--- START ---

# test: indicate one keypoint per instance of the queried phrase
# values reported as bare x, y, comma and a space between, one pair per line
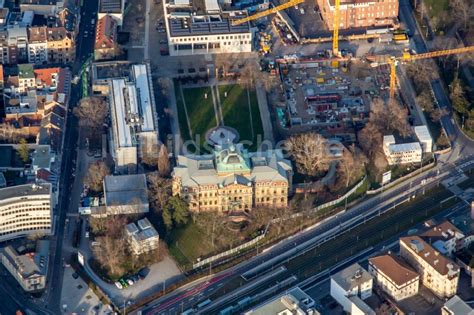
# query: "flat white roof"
405, 147
121, 129
146, 104
423, 133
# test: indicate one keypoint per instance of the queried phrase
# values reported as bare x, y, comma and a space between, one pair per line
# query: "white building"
192, 29
25, 210
114, 8
438, 273
142, 237
294, 301
134, 123
394, 276
350, 287
30, 269
402, 153
423, 135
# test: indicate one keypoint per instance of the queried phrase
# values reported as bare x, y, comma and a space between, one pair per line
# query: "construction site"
332, 98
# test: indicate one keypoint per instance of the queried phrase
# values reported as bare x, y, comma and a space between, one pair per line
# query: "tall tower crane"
289, 4
407, 56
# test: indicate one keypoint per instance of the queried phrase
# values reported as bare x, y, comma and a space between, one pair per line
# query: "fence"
228, 252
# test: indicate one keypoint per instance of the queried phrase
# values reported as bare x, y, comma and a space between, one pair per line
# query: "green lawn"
187, 243
238, 114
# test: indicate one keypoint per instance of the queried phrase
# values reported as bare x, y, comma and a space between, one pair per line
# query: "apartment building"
349, 287
105, 46
445, 238
438, 273
37, 45
126, 194
134, 123
142, 237
360, 13
30, 269
232, 179
25, 210
394, 276
401, 153
61, 48
193, 28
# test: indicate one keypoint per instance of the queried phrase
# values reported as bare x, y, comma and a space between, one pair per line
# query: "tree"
23, 151
457, 96
163, 161
91, 112
309, 153
159, 190
95, 175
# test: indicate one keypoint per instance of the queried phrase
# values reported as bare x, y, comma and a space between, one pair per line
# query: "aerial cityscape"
237, 157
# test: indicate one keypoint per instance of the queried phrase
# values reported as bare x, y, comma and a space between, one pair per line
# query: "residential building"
394, 276
125, 194
105, 46
349, 287
142, 237
193, 28
37, 45
17, 42
294, 301
401, 153
232, 179
134, 123
42, 7
456, 306
25, 210
60, 47
26, 77
31, 269
114, 8
445, 238
360, 13
438, 273
423, 135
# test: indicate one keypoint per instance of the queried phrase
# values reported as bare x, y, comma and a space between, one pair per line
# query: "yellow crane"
407, 56
289, 4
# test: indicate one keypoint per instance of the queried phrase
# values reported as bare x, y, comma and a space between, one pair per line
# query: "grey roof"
351, 277
24, 190
457, 306
125, 190
29, 265
205, 25
267, 166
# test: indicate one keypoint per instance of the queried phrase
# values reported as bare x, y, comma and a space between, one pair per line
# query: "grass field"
238, 114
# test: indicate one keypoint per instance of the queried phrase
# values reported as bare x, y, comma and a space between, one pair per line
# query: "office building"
194, 27
360, 13
232, 179
438, 273
394, 276
142, 237
30, 270
126, 194
349, 287
25, 210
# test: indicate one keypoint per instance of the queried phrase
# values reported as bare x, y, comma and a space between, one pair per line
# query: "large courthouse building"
231, 179
360, 13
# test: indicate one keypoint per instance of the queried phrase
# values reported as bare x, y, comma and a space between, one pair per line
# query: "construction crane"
407, 56
289, 4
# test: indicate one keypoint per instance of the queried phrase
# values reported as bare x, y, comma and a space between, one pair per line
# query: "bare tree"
309, 153
91, 112
95, 175
159, 190
163, 161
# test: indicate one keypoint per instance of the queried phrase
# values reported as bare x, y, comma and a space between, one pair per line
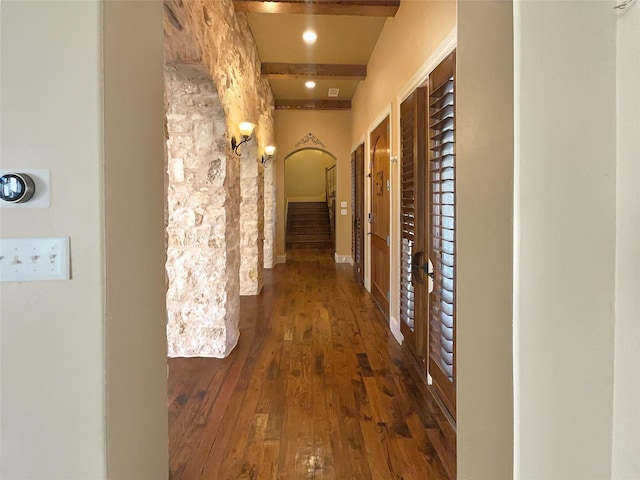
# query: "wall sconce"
246, 128
269, 150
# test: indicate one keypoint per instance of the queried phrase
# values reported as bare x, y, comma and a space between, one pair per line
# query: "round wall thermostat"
16, 187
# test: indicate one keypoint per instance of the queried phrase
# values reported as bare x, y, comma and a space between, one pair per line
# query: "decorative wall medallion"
310, 138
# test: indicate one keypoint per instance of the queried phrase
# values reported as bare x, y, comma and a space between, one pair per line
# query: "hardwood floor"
317, 388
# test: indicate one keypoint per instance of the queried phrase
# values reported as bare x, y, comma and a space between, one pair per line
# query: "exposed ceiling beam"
313, 104
314, 70
370, 8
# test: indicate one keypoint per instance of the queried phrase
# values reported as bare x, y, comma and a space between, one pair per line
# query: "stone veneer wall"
251, 221
210, 33
202, 227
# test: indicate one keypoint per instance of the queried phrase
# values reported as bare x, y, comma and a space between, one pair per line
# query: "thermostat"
23, 187
16, 187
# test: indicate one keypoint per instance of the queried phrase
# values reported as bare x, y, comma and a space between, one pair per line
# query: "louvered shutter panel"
407, 209
442, 220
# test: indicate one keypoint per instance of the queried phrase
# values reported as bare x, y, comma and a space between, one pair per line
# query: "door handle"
418, 265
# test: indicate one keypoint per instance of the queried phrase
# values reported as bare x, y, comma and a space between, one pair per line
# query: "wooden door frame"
358, 210
385, 298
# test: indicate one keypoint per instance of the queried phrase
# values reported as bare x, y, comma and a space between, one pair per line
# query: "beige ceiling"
342, 39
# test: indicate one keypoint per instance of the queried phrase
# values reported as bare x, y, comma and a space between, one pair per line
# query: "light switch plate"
30, 259
42, 180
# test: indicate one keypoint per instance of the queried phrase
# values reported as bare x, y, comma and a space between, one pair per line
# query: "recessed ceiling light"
309, 37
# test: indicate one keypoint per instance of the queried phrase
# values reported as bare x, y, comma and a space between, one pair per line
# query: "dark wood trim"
312, 104
315, 70
370, 8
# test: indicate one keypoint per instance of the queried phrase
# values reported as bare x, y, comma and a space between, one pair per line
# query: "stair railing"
330, 195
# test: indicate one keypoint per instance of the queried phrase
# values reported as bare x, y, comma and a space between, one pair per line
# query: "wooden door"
357, 202
380, 241
413, 226
441, 237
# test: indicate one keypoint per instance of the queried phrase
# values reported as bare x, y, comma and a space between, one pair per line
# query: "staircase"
308, 225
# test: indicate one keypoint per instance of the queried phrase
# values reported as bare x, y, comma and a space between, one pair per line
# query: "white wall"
626, 419
73, 350
565, 238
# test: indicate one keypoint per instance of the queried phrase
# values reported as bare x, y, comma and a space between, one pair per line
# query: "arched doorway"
310, 196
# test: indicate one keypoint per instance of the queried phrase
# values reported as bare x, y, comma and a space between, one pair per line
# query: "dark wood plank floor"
317, 388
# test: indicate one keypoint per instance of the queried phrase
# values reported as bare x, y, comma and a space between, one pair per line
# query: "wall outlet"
29, 259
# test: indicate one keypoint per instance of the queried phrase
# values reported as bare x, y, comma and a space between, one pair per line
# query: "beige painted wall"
565, 231
52, 343
484, 183
136, 342
332, 128
304, 174
74, 350
406, 43
626, 407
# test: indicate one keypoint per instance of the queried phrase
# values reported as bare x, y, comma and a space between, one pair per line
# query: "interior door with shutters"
357, 199
380, 240
441, 236
413, 287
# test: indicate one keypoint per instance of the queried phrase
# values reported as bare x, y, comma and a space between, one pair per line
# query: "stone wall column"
203, 199
251, 221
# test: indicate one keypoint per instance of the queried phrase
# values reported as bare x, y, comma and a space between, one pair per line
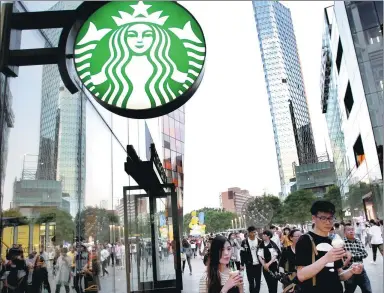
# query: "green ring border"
84, 11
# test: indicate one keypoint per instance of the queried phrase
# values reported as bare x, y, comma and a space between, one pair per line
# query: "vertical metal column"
127, 244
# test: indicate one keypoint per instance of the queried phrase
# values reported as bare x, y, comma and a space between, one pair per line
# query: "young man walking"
324, 273
355, 247
248, 255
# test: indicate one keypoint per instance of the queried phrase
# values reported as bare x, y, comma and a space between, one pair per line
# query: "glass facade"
285, 88
61, 149
353, 103
74, 187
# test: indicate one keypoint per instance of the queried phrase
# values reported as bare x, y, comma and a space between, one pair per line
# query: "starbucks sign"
140, 59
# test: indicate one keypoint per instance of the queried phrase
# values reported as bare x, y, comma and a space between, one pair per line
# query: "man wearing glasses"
356, 248
319, 265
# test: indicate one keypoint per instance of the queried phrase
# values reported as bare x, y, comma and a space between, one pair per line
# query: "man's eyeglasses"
326, 219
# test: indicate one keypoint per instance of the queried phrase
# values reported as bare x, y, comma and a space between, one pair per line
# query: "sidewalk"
191, 283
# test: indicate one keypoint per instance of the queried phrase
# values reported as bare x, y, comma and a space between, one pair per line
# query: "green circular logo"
140, 59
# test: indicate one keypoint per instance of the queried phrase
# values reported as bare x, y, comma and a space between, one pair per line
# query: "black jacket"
245, 252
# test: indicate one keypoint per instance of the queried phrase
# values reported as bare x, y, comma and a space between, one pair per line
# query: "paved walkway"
116, 281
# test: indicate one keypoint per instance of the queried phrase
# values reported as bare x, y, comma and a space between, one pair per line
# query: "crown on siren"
140, 9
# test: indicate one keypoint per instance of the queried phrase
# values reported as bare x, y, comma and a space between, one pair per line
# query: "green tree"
12, 213
216, 220
297, 206
333, 195
355, 195
64, 225
277, 207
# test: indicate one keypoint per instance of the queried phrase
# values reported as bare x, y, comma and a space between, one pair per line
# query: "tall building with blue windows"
62, 129
291, 123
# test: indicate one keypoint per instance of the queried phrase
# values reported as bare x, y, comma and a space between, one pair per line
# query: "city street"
108, 284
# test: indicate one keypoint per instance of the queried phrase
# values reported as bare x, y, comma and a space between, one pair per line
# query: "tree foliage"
216, 220
297, 206
334, 196
355, 195
277, 206
64, 224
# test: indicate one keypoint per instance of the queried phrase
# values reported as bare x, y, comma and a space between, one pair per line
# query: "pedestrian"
63, 271
287, 263
376, 239
367, 236
218, 277
236, 246
249, 259
187, 250
275, 236
269, 256
319, 265
355, 247
40, 280
359, 231
339, 230
285, 237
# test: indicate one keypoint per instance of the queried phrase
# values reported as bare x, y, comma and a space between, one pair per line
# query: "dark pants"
77, 283
104, 266
189, 264
271, 281
58, 287
361, 280
254, 277
374, 250
237, 263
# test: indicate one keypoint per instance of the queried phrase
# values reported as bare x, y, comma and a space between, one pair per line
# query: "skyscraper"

--- END ---

## Aim
Find each line in the entries above that contains the word "with", and copy those lines out in full.

## Solution to this task
# query: "interior door with shutters"
# query: "tall building with blue windows"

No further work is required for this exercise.